• Exercise brief: Could you convert the lines of the listing below, starting with the line containing "white headstone, that would be wonderful." and going on through the final line of the listing, both included, into a numbered list with any blank lines left out?

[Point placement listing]
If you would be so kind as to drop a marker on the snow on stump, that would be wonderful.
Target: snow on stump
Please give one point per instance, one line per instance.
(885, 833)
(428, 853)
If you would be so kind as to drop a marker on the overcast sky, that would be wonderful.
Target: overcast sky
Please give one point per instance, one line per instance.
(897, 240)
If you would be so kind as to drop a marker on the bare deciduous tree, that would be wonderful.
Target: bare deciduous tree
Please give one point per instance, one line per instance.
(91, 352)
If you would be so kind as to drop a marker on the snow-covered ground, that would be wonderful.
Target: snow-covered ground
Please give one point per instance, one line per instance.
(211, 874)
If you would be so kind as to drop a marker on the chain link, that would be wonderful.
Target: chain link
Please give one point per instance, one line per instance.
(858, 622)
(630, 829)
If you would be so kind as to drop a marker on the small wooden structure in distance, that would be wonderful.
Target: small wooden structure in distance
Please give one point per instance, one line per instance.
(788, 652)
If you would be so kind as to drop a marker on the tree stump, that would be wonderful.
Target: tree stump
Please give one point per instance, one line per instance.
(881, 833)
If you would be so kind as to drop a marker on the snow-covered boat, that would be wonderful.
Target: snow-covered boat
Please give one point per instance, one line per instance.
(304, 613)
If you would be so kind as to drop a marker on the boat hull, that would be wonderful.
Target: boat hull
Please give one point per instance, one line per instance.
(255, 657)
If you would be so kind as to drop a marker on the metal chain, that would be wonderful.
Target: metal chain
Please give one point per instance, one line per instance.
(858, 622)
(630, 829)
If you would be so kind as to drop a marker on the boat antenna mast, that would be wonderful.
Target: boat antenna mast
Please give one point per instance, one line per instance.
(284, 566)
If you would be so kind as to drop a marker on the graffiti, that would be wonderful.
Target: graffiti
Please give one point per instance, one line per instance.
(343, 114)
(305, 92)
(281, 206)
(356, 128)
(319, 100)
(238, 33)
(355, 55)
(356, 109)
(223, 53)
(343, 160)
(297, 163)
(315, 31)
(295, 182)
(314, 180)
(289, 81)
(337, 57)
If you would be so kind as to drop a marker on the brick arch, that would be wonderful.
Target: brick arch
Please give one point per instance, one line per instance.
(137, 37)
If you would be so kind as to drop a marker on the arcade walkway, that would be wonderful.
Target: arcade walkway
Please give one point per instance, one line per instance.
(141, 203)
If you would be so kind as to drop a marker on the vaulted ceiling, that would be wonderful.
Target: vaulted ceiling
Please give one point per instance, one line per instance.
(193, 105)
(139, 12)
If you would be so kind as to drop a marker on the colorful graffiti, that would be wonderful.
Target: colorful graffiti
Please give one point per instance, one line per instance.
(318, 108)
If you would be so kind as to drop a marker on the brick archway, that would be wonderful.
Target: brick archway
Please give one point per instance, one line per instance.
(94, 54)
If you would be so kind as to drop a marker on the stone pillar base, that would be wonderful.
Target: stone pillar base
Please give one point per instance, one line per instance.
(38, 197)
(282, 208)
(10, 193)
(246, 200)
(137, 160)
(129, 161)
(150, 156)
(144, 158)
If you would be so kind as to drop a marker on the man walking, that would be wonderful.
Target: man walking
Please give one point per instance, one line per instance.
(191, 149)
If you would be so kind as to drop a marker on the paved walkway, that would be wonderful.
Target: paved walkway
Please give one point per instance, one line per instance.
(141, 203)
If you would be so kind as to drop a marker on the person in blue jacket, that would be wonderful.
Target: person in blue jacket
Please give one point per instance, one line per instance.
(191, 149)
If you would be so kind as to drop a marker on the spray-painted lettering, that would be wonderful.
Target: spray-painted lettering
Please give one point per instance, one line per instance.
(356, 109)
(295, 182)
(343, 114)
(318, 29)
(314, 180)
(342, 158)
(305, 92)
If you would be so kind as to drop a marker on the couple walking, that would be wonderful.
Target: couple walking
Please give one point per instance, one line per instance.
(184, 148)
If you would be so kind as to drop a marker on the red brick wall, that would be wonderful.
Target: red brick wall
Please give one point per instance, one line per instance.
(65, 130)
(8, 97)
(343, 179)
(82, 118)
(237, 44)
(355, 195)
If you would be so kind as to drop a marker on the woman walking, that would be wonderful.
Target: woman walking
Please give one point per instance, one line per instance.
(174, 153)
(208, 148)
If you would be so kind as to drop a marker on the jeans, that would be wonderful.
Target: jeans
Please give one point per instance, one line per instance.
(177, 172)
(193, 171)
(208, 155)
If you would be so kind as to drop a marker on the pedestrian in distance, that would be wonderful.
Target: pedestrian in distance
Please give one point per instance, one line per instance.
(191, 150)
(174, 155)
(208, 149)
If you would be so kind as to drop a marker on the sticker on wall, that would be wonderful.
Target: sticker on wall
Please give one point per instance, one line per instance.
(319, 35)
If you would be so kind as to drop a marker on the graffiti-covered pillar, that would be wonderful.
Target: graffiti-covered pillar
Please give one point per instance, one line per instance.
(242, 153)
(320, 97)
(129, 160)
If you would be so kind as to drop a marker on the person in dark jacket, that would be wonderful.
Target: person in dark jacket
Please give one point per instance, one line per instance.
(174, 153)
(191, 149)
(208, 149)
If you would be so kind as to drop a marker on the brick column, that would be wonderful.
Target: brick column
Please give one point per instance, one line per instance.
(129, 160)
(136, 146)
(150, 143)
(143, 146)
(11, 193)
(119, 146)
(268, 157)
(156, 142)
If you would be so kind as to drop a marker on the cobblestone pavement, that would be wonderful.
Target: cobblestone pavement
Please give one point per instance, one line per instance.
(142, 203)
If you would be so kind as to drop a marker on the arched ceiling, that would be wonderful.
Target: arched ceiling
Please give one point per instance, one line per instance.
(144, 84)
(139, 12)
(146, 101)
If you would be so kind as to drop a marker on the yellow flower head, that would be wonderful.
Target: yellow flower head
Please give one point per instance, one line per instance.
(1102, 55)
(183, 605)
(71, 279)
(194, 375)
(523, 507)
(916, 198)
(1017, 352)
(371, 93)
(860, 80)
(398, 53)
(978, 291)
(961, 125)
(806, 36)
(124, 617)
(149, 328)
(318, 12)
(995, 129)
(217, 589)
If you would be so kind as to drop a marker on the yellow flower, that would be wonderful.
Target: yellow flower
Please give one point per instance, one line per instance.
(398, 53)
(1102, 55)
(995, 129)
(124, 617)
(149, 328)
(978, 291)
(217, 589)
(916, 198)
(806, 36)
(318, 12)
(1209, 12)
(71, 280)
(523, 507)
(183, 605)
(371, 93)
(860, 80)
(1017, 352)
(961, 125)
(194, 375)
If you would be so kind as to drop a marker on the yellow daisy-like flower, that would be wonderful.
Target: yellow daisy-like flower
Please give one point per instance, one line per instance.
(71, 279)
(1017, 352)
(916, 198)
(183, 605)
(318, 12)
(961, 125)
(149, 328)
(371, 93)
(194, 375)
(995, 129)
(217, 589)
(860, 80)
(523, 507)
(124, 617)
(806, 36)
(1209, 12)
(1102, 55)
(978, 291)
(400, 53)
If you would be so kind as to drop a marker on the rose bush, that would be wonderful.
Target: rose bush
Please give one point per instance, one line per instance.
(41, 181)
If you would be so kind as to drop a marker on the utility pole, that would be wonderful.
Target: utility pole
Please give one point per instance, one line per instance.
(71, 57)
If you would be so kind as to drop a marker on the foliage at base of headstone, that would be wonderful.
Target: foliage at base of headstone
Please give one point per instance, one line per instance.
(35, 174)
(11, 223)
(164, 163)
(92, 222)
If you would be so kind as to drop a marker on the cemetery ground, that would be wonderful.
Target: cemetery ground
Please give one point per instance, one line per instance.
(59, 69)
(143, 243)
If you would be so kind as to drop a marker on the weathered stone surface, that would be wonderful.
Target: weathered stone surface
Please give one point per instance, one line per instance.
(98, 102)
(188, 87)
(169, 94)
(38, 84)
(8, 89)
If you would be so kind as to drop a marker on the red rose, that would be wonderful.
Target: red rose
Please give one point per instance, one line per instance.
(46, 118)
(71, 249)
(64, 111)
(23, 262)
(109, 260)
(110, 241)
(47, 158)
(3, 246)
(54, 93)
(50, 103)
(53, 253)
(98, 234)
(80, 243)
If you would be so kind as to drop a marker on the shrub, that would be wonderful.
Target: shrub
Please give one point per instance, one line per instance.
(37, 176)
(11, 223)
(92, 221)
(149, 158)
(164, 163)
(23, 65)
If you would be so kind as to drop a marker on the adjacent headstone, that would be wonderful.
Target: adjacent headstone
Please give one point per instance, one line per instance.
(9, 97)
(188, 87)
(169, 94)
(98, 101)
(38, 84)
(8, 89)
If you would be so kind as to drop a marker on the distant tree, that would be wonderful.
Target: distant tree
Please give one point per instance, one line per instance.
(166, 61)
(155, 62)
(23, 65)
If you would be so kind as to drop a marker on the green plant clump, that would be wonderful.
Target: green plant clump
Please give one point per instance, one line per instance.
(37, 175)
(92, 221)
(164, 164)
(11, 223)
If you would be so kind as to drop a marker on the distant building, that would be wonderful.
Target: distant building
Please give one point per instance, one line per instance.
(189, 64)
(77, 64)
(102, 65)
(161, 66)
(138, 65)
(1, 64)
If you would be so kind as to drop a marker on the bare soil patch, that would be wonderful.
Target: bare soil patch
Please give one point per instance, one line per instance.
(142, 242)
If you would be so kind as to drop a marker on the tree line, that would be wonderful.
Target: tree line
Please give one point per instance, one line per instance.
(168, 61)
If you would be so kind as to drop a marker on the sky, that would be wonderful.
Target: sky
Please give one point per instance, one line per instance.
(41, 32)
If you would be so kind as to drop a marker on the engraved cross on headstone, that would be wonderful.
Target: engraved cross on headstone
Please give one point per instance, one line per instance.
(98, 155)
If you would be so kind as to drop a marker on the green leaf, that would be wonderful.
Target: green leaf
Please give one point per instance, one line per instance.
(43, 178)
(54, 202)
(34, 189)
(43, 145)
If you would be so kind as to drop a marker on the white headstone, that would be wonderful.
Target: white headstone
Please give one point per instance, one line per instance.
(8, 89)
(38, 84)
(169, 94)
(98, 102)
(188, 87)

• Result of the task:
1. If you would be so kind as to drop a marker on the white headstone, that would be wonderful.
2. Target: white headstone
3. Please give one point per instance, one line per instance.
4. (8, 89)
5. (38, 84)
6. (169, 94)
7. (98, 102)
8. (188, 87)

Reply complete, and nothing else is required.